Only lines holding the word "crane" should be copied from the material.

-- DATA SHOWN follows --

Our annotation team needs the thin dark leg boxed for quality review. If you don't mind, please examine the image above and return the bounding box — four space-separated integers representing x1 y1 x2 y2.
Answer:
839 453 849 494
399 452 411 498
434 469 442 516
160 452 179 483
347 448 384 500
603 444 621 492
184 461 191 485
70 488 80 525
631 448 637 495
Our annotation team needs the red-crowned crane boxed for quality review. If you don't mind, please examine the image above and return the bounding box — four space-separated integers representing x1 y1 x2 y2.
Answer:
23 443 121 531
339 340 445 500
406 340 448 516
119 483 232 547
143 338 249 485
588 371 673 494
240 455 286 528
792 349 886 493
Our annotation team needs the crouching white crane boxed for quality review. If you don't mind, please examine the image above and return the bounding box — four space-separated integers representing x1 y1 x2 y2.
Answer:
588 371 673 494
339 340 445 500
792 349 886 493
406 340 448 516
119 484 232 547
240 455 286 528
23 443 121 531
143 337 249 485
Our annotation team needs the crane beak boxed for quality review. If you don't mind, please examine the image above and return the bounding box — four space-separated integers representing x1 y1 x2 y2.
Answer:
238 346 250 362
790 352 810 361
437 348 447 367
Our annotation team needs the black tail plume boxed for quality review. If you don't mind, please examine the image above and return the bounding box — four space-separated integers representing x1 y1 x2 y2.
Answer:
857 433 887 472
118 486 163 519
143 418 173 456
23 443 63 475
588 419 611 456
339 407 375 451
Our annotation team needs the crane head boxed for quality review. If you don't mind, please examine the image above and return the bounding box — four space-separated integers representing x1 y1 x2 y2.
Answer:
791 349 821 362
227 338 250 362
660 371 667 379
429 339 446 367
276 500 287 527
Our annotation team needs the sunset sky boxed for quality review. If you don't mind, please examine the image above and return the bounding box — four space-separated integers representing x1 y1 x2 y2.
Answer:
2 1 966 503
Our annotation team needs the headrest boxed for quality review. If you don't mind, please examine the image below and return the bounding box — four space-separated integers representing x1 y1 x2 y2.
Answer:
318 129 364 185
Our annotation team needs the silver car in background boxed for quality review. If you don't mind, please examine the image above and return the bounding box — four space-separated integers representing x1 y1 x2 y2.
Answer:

-- DATA SHOWN concluded --

# [WRITTEN ANSWER]
Our annotation team needs the red-crowned crane boxed for quality review. If you don't mind, please examine the image above and return the bounding box — four space-separated integers representing x1 y1 x2 y2.
Our annotation team needs the crouching white crane boxed for quality review. If you don't mind, please examine the image above and return the bounding box — four space-separated integers representing x1 y1 x2 y2.
Our annotation team needs the crane beak boxed for quality review. If you don't mind, please examine the image above and return the bounding box — four space-separated integers representing x1 y1 x2 y2.
Our annotation team needs the crane head boxed for quality review. If you don't mind, please examine the image above and return the bounding box — four space-separated integers representing x1 y1 x2 y2.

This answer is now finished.